Below are records; output exactly the lines from the one with "Target: green foliage" through their final line.

[Records excerpted from a collection]
━━━
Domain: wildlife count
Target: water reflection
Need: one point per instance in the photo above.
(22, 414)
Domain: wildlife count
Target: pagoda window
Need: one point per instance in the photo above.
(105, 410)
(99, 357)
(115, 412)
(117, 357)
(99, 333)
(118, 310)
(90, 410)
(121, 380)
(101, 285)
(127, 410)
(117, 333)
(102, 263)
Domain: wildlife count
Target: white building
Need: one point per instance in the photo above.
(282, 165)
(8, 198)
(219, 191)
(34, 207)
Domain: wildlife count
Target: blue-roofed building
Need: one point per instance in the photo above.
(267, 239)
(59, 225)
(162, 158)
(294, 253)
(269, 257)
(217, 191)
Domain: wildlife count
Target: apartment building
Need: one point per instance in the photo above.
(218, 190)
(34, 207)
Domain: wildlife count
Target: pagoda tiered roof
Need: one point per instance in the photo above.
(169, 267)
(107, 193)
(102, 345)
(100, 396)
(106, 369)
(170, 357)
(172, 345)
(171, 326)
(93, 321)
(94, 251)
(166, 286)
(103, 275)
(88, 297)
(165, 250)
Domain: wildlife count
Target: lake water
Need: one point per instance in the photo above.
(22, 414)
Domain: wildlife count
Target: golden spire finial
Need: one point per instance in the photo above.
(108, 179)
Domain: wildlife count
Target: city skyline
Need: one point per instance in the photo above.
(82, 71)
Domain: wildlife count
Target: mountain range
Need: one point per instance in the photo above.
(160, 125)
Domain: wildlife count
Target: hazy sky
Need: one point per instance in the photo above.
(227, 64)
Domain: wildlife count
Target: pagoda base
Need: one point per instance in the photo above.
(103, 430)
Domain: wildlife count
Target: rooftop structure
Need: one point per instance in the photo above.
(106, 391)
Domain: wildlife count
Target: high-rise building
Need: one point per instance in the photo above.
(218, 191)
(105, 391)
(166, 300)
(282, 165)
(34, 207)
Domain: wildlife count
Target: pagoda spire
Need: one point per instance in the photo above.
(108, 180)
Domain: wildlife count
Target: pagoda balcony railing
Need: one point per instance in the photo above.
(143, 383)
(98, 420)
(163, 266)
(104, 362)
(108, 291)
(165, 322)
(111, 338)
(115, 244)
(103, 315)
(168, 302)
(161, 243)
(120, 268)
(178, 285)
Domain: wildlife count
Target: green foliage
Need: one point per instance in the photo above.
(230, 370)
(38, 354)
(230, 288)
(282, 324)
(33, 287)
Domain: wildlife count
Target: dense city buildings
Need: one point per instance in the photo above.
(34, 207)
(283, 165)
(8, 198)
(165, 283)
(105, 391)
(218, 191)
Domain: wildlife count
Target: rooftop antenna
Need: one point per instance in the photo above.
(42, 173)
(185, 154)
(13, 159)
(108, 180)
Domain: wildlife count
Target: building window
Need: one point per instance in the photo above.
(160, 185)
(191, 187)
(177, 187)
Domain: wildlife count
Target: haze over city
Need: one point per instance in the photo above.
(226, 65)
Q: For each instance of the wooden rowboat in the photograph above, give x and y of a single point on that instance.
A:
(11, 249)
━━━
> **RESPONSE TO THE TASK**
Target: green foliage
Need: one point per instance in the photo above.
(230, 370)
(38, 354)
(230, 288)
(282, 324)
(33, 287)
Domain: wildlife count
Target: dense city buildings
Need: one point per instance in the photo above.
(34, 207)
(283, 165)
(8, 198)
(165, 283)
(105, 391)
(218, 191)
Domain: wildlife count
Target: rooftop antenna
Need: one point per instance in the photo above.
(42, 173)
(185, 154)
(13, 159)
(108, 180)
Domain: wildlife count
Target: building window
Need: one point per instance in the photo above.
(160, 185)
(191, 187)
(177, 187)
Domain: wildlife count
Target: haze over city
Need: one point per instance in the photo above.
(226, 65)
Q: For each instance of the wooden rowboat in the photograph above, give x and y of a single point on that instance.
A:
(11, 249)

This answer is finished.